Exercise task> Reproduce all the entries exactly.

Records provided>
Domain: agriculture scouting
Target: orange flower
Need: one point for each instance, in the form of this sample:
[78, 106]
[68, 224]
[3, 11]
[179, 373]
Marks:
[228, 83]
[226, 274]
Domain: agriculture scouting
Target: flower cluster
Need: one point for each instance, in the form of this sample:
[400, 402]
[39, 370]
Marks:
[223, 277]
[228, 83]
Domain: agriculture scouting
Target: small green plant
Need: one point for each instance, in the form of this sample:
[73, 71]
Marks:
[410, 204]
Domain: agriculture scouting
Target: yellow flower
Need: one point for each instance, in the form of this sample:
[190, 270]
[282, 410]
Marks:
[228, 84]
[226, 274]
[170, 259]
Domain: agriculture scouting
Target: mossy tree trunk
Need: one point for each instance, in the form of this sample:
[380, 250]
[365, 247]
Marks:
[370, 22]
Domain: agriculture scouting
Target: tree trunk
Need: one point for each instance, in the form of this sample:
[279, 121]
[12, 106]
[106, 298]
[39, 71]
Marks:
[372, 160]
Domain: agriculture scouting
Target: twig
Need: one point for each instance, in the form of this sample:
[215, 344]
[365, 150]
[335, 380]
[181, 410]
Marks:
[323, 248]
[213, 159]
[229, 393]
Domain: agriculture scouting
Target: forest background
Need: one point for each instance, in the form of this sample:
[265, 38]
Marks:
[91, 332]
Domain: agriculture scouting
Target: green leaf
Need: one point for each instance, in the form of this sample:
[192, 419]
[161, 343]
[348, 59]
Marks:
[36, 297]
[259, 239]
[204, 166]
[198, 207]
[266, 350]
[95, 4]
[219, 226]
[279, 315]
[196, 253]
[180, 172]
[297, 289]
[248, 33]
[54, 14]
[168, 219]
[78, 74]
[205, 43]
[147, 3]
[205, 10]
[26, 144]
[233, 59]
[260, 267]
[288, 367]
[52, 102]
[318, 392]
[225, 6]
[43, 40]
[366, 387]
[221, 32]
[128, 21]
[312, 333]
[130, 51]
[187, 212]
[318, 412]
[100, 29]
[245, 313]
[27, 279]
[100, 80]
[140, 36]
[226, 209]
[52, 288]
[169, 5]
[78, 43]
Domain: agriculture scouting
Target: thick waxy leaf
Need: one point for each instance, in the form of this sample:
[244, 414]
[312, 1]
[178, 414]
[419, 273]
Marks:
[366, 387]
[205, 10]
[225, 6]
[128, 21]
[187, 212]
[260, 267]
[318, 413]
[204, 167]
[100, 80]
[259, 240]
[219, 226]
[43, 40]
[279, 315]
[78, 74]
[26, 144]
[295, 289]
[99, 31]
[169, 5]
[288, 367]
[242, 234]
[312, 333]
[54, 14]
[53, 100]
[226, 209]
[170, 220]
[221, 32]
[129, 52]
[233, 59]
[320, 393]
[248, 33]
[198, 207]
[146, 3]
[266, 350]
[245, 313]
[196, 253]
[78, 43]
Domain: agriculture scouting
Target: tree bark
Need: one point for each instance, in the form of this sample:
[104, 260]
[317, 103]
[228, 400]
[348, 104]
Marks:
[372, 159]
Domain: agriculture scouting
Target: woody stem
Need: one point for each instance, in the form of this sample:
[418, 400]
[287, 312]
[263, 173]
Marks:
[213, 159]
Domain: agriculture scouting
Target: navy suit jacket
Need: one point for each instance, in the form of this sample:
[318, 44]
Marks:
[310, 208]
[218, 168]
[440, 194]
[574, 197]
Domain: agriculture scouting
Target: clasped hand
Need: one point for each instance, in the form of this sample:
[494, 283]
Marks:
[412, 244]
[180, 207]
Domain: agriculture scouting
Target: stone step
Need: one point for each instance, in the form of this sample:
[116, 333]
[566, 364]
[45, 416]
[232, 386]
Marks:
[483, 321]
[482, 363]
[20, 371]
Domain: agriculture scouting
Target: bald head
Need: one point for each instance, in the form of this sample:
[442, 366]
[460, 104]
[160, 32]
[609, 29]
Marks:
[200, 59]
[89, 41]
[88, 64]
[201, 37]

Solved problem>
Domain: agriculture scouting
Target: orange flower
Need: one point for each instance, in the form of this sample:
[78, 106]
[68, 224]
[3, 11]
[179, 373]
Marks:
[228, 83]
[226, 274]
Domain: agriculture scouting
Target: flower cluster
Need: one point for each instance, in the form of this sample:
[400, 402]
[39, 370]
Marks:
[223, 277]
[228, 83]
Domain: agriculture scouting
Target: small green plant
Need: one point for each instance, in the form of this sample:
[73, 71]
Marks:
[410, 204]
Domain: agriculture scouting
Target: yellow flower
Need: one point for each instance, in the form of this sample:
[190, 270]
[282, 410]
Marks:
[228, 84]
[226, 274]
[170, 259]
Domain: agriculture scouting
Target: mossy tree trunk
Need: one point for each instance, in the form of this sample:
[380, 250]
[365, 247]
Marks:
[370, 22]
Domain: agriculture scouting
Target: tree trunk
Need: one point for each instance, in the form of this sample:
[279, 121]
[12, 106]
[106, 298]
[39, 71]
Marks:
[372, 160]
Domain: agriculture scouting
Target: twig
Need: one point for each instance, in the form of this sample:
[215, 344]
[365, 150]
[335, 380]
[181, 410]
Marks:
[323, 248]
[213, 159]
[229, 393]
Domain: agriculture scouting
Target: forest background
Need: one point for each instance, in the form of this sample:
[265, 38]
Marks:
[91, 332]
Domain: agriculture scouting
Target: green leaf
Need: one point for each instance, in the form of this sample:
[192, 419]
[161, 343]
[348, 59]
Marks:
[36, 297]
[259, 239]
[204, 166]
[198, 207]
[266, 350]
[95, 4]
[219, 226]
[279, 315]
[196, 253]
[180, 172]
[297, 289]
[248, 33]
[54, 14]
[168, 219]
[78, 74]
[205, 43]
[147, 3]
[205, 10]
[26, 144]
[233, 59]
[260, 267]
[288, 367]
[52, 102]
[318, 392]
[225, 6]
[43, 40]
[366, 387]
[221, 32]
[128, 21]
[312, 333]
[130, 51]
[187, 212]
[318, 412]
[100, 29]
[245, 313]
[27, 279]
[100, 80]
[140, 36]
[226, 209]
[52, 288]
[169, 5]
[78, 43]
Domain: agriculture scouting
Target: thick waxy leaf
Need: one point for each instance, in the form of this sample:
[244, 414]
[312, 1]
[178, 414]
[419, 273]
Marks:
[366, 387]
[205, 10]
[225, 6]
[128, 21]
[187, 212]
[260, 267]
[318, 413]
[204, 167]
[100, 80]
[259, 240]
[219, 226]
[43, 40]
[279, 315]
[78, 74]
[26, 144]
[295, 289]
[99, 31]
[169, 5]
[288, 367]
[242, 234]
[312, 333]
[54, 14]
[53, 100]
[226, 209]
[170, 220]
[221, 32]
[129, 52]
[233, 59]
[320, 393]
[248, 33]
[198, 207]
[146, 3]
[266, 350]
[245, 313]
[196, 253]
[78, 43]
Domain: agriculture scouting
Target: tree bark
Need: one point for each instance, in the form of this sample:
[104, 260]
[317, 103]
[228, 400]
[348, 104]
Marks:
[372, 159]
Domain: agriculture scouting
Target: woody stem
Need: one point for each instance, in the form of this sample:
[418, 400]
[287, 312]
[263, 173]
Marks:
[213, 159]
Domain: agriculture scouting
Target: navy suit jacket
Need: one point for each instance, in the form of this sample:
[318, 44]
Marks:
[310, 208]
[218, 168]
[440, 194]
[574, 197]
Domain: agriculture scouting
Target: clasped hand
Need: one point for each instance, in the form of this sample:
[494, 283]
Marks:
[412, 244]
[180, 207]
Domain: agriculture scouting
Target: stone step
Need: one point for each instance, in the form of this sample:
[116, 333]
[566, 364]
[45, 416]
[232, 386]
Marks:
[483, 321]
[482, 363]
[20, 371]
Domain: agriculture scouting
Target: bald head
Need: one point for each instance, in the form of this sample:
[442, 366]
[460, 104]
[160, 32]
[609, 29]
Marks:
[200, 59]
[89, 41]
[88, 64]
[201, 37]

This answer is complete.